▸ WRITTEN TASK
Collect each line from the records that contains the word "black".

■ ■ ■

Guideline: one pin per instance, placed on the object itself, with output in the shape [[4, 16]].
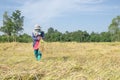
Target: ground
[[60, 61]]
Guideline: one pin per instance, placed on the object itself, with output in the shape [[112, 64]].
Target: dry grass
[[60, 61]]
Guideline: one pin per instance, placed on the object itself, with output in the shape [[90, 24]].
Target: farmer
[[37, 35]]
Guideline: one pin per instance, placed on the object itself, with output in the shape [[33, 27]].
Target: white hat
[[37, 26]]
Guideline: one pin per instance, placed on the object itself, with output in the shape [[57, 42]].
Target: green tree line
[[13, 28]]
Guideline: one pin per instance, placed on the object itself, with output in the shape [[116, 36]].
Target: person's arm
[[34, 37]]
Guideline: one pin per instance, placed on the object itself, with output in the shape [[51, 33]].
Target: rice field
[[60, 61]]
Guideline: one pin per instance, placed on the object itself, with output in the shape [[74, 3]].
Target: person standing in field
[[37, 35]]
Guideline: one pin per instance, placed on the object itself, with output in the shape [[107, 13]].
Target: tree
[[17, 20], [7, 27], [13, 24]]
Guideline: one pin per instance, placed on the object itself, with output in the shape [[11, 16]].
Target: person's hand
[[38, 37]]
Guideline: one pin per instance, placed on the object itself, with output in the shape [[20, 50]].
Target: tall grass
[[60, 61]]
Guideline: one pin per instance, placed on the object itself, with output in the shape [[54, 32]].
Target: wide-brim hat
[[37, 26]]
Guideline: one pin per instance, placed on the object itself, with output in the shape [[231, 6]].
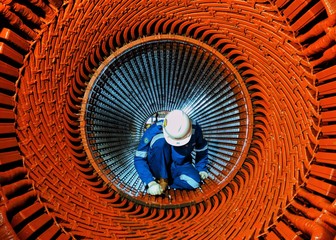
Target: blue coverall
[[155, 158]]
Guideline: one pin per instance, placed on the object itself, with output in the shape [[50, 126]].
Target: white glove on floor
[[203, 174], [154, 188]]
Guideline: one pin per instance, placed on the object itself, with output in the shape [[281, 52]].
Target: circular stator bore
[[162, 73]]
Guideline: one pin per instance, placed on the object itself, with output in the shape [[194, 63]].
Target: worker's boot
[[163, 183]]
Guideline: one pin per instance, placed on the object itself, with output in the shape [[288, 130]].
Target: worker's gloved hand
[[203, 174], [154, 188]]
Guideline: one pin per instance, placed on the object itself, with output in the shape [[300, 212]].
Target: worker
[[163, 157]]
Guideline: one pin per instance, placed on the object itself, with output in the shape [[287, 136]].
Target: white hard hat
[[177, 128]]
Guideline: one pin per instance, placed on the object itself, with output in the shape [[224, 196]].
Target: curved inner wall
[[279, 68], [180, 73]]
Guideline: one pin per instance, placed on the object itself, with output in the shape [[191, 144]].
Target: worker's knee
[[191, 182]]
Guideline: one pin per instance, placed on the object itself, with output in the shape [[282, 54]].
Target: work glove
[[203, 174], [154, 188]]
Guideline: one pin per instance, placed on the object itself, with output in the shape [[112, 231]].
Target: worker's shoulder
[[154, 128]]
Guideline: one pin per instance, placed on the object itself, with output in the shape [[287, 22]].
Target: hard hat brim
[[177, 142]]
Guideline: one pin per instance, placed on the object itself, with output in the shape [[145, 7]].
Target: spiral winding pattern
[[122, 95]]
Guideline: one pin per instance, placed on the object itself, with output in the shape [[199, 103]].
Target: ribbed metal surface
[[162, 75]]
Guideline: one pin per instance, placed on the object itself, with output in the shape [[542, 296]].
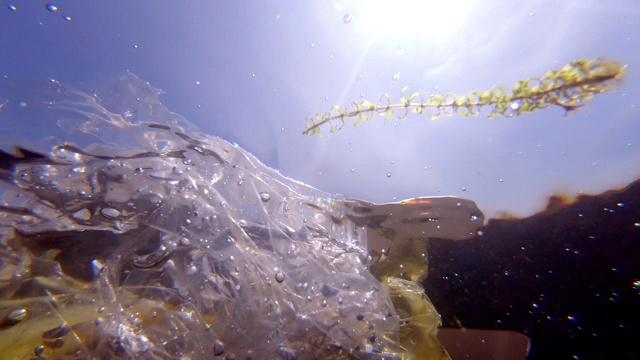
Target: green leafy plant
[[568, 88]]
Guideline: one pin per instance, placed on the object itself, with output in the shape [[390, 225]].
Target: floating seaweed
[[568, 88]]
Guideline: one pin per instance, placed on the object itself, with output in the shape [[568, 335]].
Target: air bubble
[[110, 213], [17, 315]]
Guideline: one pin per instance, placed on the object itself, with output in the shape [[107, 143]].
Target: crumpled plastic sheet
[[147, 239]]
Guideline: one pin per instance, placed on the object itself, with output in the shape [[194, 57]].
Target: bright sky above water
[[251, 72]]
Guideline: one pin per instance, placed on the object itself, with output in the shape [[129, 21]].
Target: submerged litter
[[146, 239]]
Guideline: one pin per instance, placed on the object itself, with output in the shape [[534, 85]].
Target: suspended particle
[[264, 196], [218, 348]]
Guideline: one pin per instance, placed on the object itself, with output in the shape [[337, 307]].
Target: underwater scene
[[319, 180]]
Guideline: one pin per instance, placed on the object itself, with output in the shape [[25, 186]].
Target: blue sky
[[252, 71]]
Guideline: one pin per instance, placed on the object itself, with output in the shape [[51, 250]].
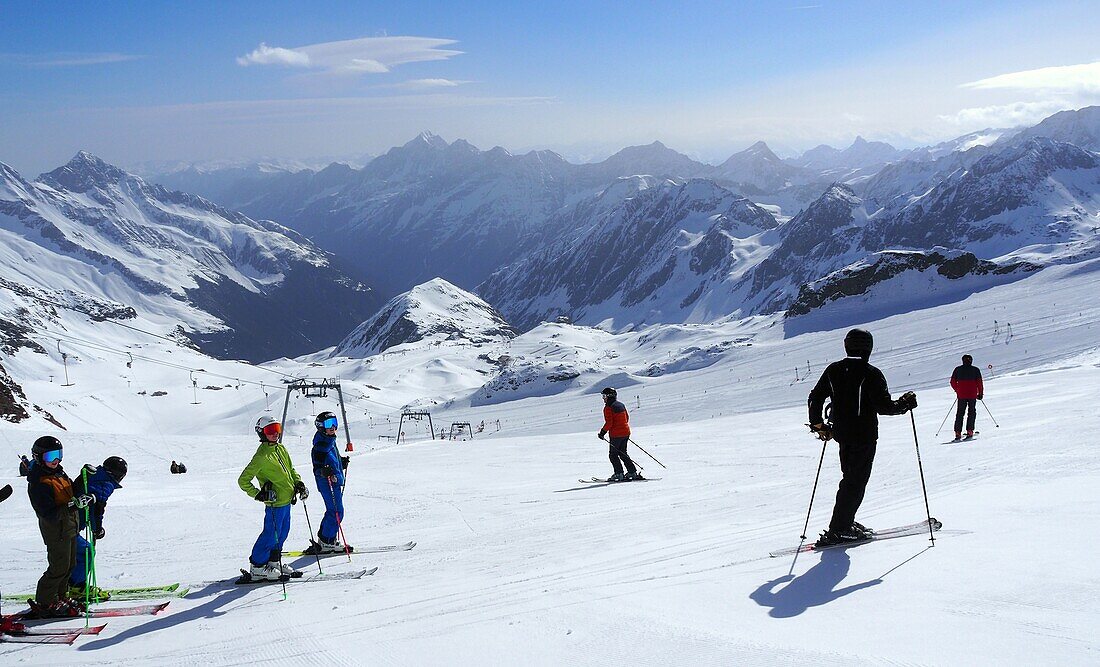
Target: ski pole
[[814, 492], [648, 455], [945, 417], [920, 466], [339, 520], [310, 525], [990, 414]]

■ ■ ■

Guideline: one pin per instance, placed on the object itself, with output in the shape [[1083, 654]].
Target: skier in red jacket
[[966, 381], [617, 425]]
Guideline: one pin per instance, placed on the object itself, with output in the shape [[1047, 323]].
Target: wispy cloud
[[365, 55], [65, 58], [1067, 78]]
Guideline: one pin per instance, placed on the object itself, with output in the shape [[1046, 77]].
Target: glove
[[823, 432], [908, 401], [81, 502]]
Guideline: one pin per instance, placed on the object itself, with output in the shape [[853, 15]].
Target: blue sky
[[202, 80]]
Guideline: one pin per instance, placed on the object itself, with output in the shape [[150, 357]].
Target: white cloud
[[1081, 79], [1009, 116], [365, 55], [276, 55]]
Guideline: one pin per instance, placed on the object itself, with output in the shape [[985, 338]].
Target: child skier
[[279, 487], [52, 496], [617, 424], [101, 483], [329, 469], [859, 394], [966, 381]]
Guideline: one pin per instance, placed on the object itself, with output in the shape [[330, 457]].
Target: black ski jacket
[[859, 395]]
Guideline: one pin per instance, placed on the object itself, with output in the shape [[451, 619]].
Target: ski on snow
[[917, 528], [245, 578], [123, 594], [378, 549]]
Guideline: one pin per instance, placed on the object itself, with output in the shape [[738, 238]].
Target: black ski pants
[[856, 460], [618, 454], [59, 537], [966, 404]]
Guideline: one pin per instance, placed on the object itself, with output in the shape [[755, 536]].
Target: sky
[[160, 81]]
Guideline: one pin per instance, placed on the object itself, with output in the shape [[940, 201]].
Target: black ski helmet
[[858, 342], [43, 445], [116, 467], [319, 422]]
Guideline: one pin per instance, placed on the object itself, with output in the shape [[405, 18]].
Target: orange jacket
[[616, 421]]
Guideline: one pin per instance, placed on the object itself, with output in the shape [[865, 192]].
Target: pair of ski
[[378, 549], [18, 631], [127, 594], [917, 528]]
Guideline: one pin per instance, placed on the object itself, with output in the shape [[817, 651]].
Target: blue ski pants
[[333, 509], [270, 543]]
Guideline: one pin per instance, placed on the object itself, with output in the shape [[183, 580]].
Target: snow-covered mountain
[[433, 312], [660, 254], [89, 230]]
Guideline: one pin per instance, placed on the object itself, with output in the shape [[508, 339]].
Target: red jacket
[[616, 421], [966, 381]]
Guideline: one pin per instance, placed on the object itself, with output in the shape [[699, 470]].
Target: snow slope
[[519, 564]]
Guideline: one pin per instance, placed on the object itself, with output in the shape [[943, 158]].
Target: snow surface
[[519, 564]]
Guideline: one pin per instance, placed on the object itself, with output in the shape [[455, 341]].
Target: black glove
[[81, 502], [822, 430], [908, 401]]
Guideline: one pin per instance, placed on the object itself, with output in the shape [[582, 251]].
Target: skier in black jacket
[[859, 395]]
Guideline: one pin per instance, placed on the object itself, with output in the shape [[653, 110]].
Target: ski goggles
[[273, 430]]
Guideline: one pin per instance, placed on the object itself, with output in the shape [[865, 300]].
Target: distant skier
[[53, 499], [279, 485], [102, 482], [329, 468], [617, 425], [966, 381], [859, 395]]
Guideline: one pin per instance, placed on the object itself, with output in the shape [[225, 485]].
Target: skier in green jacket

■ ■ ■

▸ TASK RESULT
Target: black ski jacket
Target: black ski pants
Target: black ski helmet
Target: black glove
Target: skier in black jacket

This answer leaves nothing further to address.